• **Exercise aim**: Only lines containing "sand" are wanted from the data below. Copy those lines.

Items from a data source

........

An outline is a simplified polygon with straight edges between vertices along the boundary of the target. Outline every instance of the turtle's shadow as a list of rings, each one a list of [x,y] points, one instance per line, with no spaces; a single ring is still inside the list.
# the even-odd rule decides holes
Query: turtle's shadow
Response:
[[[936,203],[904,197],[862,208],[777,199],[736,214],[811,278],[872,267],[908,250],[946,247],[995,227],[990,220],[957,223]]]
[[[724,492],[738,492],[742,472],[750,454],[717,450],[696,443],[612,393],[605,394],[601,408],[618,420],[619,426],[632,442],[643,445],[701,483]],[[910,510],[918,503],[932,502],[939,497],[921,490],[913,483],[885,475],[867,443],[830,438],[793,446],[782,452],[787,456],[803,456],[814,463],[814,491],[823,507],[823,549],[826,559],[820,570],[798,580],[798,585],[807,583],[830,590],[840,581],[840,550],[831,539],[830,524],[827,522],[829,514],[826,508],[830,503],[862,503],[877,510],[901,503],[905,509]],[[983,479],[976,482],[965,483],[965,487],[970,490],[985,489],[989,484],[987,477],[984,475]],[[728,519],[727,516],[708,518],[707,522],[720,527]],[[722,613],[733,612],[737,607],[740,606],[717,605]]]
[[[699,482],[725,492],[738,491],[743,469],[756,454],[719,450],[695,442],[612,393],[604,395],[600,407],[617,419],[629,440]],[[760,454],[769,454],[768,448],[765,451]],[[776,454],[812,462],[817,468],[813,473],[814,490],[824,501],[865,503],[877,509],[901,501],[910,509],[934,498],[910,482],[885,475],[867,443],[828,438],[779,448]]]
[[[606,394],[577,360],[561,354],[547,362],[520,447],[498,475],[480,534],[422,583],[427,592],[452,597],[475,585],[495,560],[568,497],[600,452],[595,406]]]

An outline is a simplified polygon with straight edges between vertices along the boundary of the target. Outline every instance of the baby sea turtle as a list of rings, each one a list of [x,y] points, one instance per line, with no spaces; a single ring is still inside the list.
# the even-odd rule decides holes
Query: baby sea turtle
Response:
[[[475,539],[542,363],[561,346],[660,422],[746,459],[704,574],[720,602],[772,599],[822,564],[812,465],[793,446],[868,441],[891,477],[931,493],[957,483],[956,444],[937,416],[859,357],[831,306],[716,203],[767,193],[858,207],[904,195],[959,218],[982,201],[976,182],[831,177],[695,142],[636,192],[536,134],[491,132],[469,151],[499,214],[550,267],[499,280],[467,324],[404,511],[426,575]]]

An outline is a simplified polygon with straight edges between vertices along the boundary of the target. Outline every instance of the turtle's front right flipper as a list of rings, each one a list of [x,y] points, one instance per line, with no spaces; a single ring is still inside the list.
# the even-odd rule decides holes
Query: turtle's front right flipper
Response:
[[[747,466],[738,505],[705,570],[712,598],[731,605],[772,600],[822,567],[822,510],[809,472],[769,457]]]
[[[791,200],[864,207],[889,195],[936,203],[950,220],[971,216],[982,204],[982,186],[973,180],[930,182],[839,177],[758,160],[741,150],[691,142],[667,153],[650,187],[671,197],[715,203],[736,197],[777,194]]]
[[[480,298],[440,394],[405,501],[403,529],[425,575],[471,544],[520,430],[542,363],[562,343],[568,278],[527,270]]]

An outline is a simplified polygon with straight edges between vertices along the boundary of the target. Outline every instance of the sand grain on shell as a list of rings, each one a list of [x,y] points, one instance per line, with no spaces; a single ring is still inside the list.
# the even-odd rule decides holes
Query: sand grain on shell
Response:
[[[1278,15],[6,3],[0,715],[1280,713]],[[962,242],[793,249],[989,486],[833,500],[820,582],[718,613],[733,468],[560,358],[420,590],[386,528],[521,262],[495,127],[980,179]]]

........

• **Task result**:
An outline is a simplified polygon with straight edges between vertices along the boundary of the target. Outline every instance of the sand grain on shell as a list of rings, each one a list of [x,y] points, one instance per line, with no spaces; a single ring is still inside the list.
Query: sand grain on shell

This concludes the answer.